**Data for analysis**.
========

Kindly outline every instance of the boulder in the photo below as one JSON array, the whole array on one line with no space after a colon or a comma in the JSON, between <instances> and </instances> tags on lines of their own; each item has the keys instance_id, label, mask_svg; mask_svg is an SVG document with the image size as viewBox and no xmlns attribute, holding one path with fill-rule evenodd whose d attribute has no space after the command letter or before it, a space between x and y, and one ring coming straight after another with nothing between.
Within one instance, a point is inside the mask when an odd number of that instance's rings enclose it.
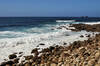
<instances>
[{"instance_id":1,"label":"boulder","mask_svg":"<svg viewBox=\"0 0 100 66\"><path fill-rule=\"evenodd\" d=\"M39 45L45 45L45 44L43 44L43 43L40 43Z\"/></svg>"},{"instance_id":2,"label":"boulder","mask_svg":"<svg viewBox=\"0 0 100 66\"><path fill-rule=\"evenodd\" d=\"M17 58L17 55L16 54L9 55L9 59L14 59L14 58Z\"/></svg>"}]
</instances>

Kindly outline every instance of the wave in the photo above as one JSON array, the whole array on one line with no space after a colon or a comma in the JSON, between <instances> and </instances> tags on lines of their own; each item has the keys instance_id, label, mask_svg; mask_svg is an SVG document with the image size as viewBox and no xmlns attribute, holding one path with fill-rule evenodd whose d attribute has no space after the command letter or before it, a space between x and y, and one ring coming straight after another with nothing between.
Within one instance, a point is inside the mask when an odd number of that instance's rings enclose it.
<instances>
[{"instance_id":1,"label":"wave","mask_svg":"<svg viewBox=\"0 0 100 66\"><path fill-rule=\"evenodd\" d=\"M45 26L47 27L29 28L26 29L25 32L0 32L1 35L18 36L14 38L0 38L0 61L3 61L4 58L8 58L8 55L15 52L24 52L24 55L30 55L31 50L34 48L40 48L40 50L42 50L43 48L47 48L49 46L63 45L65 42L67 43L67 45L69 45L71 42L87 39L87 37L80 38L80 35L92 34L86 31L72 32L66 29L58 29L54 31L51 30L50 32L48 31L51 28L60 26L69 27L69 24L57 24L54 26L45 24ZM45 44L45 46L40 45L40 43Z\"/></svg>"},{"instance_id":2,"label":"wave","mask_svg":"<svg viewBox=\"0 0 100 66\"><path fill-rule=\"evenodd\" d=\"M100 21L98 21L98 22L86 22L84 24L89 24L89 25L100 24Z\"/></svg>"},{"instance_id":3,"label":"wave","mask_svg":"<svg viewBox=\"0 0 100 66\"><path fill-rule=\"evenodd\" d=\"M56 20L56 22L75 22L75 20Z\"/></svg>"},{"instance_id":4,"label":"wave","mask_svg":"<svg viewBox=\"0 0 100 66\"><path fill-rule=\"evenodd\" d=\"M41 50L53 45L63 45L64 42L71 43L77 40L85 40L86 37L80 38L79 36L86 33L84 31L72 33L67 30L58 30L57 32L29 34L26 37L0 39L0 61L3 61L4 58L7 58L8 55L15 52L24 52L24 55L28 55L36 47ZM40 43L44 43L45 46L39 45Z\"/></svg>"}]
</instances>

========

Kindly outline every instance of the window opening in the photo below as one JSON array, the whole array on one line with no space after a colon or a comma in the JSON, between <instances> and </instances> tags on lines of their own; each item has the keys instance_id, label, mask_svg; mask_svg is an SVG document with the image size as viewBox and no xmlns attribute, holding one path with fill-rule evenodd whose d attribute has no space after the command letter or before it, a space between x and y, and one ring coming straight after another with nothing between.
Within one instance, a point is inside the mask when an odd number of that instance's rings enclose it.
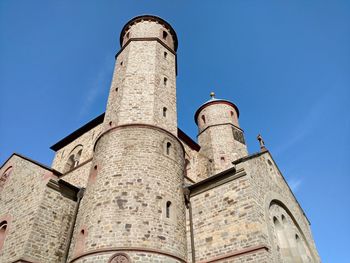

========

**Problem requirements**. All lines with the word "array" must be located in the data and copied.

**Task result**.
Kindly outline every instance of the boulder in the photo below as one JSON array, the whole array on one line with no space after a colon or a comma in the JSON, between <instances> and </instances> tags on lines of their own; each item has the keys instance_id, label, mask_svg; mask_svg is an SVG document with the image size as viewBox and no xmlns attribute, holding one path with fill-rule evenodd whose d attribute has no space after the command letter or before it, a space between x and y, and one ring coming straight after another with nothing between.
Kindly outline every instance of the wave in the photo above as one JSON array, the whole array on one line with no space after a colon or a comma in the JSON, between <instances> and </instances> tags on lines of their own; each item has the keys instance_id, label, mask_svg; mask_svg is an SVG document with the image size as viewBox and no xmlns attribute, holding one path with fill-rule evenodd whose d attribute has no space after the command letter or before it, a space between x and y, and one ring coming straight after another with nothing between.
Kindly outline every instance of the window opening in the photo below as one JSON array, the whole array on one line with no space after a colon or a comma in the JSON, between <instances> and </instances> tags on lines of their own; each item has the keys instance_id, label, mask_svg; mask_svg is an SVG document with the image size as viewBox and no xmlns attribute, holding one path with fill-rule evenodd whose d attribute has no space after the command letter or before it, a space between x and y, and one ring coming straight after another with nothing between.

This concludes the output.